··· Text passage

Oh, so we're fucked? If there's one thing you can say about Fritchen it's that he's consistent. We have yet to read a quote where he hasn't said something about how completely fucked the budget is. So unbending union enjoying a sweetheart deal from the Chavez Council. Next verse same as the first. Tell me something I haven't heard.

(Fire Chief Ron) Hittle predicted the union would further renegotiate in the interests of the city.

Oh, so they're going to be flexible. That's refreshing. Hey wait, that nagging feeling is coming back. What's this over here?

"We will make no further concessions - we've made plenty - until every other labor group in the city has matched the concessions we've made," (FD Union President Capt. Dave) Macedo said.

Snap! RACE WAR!!!!! Ok, well, PD/FD war. I thought this only happened in movies and on Reno 911. Wasn't PD just bitching about FD's lack of cuts? Wish you had taken cuts last year when the Council was passing out promises it had no intention of backing up don't you PD?

But we've been talking about all these layoffs way too much lately. Plus, it looks like they're finally realizing pay cuts are better for the public than layoffs. So let's check Fitzy's next item that will assuredly be another great idea to cut excessive government spending.

2. A mountain of Folgers Crystals

Oh shit. Are you fucking kidding me?

I asked the city to account for its coffee intake, mindful that in most offices employees buy their own coffee.

2008 tax dollars spent on coffee, etc.: $34,938.24.


I could make some sarcastic joke about how that's some crack investigative journalism right there. But I have a bigger bone to pick right now. You can bitch about pay rates, you can put a hit out on pensions, but you do NOT fuck with the java dude. Especially over 35 grand. We have a $30 million budget shortfall. 35 grand is a drop in the hat. That pays for what? Half a cop? It's just not worth pissing off every city worker ever. Apparently Fitzy doesn't mind waiting 6 hours any time he wants to use a city service. What do you think's going to happen next time you call the city to help you cut a particularly big branch that's up too high on one of the trees in front of your house Fitz? Or what about the next time you need a permit? Fuck that, what about the next time somebody from the Record needs to go to a source working for the city? They're going to say "Fuck you" while they struggle to keep their head up because some pompous fuckshovel brought their coffee budget to the attention of the public.

······
··· Data supplied

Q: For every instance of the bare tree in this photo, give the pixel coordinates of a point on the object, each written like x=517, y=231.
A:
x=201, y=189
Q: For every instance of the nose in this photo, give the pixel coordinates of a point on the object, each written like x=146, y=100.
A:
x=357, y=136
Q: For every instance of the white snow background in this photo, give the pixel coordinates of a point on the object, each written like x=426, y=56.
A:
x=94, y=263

······
··· Data supplied

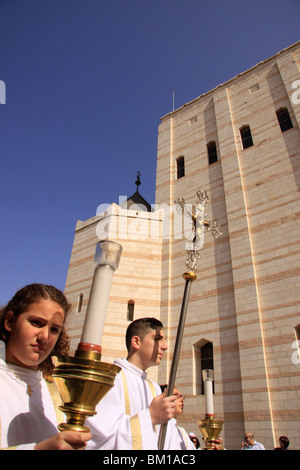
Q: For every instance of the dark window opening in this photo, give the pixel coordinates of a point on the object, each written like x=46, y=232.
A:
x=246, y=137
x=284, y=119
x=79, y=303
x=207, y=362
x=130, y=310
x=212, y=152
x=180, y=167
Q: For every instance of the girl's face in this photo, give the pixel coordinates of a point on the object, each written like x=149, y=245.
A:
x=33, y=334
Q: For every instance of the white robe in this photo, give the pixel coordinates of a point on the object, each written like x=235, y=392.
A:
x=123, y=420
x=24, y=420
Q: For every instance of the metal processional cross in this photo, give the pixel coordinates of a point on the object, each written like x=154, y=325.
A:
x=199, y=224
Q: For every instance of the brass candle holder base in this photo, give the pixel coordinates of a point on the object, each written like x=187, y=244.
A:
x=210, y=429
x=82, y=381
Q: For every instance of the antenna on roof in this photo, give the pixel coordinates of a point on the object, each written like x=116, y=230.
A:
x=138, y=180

······
··· Data supplied

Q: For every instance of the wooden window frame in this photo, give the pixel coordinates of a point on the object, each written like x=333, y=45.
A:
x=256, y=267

······

◆ **Set of tasks**
A. Decide whether each statement agrees with the city budget post, answering yes or no and quoting the words that settle it: (i) The fire chief expected the union to renegotiate further in the city's interests. (ii) The city's 2008 coffee spending topped $40,000. (iii) The city faces a $30 million budget shortfall.
B. Print the city budget post word for word from "(Fire Chief Ron)" to "don't you PD?".
C. Answer these questions from the city budget post, one per line:
(i) Who is named as president of the fire department union?
(ii) What is the heading of the second numbered item?
(iii) What title is given to Ron Hittle?
Nothing in the records is needed here.

◆ **Solutions to the exercise**
A.
(i) Yes: "Hittle predicted the union would further renegotiate in the interests of the city."
(ii) No: "2008 tax dollars spent on coffee, etc.: $34,938.24."
(iii) Yes: "We have a $30 million budget shortfall."

B.
(Fire Chief Ron) Hittle predicted the union would further renegotiate in the interests of the city.

Oh, so they're going to be flexible. That's refreshing. Hey wait, that nagging feeling is coming back. What's this over here?

"We will make no further concessions - we've made plenty - until every other labor group in the city has matched the concessions we've made," (FD Union President Capt. Dave) Macedo said.

Snap! RACE WAR!!!!! Ok, well, PD/FD war. I thought this only happened in movies and on Reno 911. Wasn't PD just bitching about FD's lack of cuts? Wish you had taken cuts last year when the Council was passing out promises it had no intention of backing up don't you PD?

C.
(i) Capt. Dave Macedo
(ii) A mountain of Folgers Crystals
(iii) Fire Chief